REQUIREMENT » Copy the Ida Hyde text from "Though Dr. Hyde's" through "of the microelectrode.", changing "microelectrode" to "micro-electrode".

PAGE TEXT »
<<<<
Though Dr. Hyde's possible microelectrode invention was reported in 1921, several others also created electrodes similar to Ida's, while scientific historians such as G. Kass-Simon have accredited Hyde's invention as being the original and revolutionary. Another microelectrode was supposedly invented another time, about twenty years after Ida was said to have made her version of this invention, by Judith Graham and Ralph W. Gerard from the University of Chicago. Then in the 1950s, Gerard was nominated for a Nobel Prize, because of his developed model of the microelectrode.

=== Selected publications ===
- Notes on the Hearts of Certain Mammals. The American Naturalist 25(298) 1891. pp. 861–863.
- The Nervous System in Goneomea Murbachii. Biological Bulletin 4(1) 1902. pp. 40–45.
- The Kaiser and the Devilfish. The New York Evening Post Magazine, May 25, 1918.
- A micro-electrode and unicellular stimulation. Biol. Bull. 40:130–133, 1921.
- Effects of music upon electrocardiograms and blood pressure. J. Exp. Psychol. 7:213–224 1924.

=== Human health contributions===
Ida Hyde lectured on multiple occasions within and outside of the University of Kansas. With the aid of area physicians, she established a program of public medical examination of school children for communicable diseases such as tuberculosis and spinal meningitis. Though she was not a true medical professional, she was elected to membership in the Kansas Medical Society because of her expertise in the knowledge and control of infectious diseases. And in 1918 she was appointed State Chairman of the Kansas Women's Committee on Health, Sanitation and National Defense. A notable proportion of the lectures Ida held in her career were on hygiene and spreadable diseases. Dr. Hyde spoke openly about human sexuality and its involvement in the spread of disease, as well as being an open promoter of public health education.
>>>>
MATERIAL PROVIDED »
<<<<
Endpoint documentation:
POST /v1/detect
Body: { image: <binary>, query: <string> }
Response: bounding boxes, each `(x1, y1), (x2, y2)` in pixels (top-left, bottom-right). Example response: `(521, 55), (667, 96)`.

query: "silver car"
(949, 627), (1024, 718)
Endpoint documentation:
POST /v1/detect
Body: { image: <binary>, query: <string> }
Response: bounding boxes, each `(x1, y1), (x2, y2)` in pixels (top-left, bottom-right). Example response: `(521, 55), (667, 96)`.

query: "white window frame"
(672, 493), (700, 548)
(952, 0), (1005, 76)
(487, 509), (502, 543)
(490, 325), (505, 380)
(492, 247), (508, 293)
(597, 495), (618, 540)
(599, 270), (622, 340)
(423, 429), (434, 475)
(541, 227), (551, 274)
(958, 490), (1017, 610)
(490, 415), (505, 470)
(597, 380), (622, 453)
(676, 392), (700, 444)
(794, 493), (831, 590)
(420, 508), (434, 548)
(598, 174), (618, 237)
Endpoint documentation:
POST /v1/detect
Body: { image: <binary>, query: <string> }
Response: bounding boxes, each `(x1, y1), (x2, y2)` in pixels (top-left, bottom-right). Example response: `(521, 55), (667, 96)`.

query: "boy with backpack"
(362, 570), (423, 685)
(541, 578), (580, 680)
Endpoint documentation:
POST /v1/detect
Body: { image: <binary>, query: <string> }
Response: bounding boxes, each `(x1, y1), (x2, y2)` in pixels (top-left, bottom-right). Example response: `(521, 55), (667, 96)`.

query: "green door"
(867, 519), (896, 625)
>>>>
SOLUTION TO THE PROBLEM »
Though Dr. Hyde's possible micro-electrode invention was reported in 1921, several others also created electrodes similar to Ida's, while scientific historians such as G. Kass-Simon have accredited Hyde's invention as being the original and revolutionary. Another micro-electrode was supposedly invented another time, about twenty years after Ida was said to have made her version of this invention, by Judith Graham and Ralph W. Gerard from the University of Chicago. Then in the 1950s, Gerard was nominated for a Nobel Prize, because of his developed model of the micro-electrode.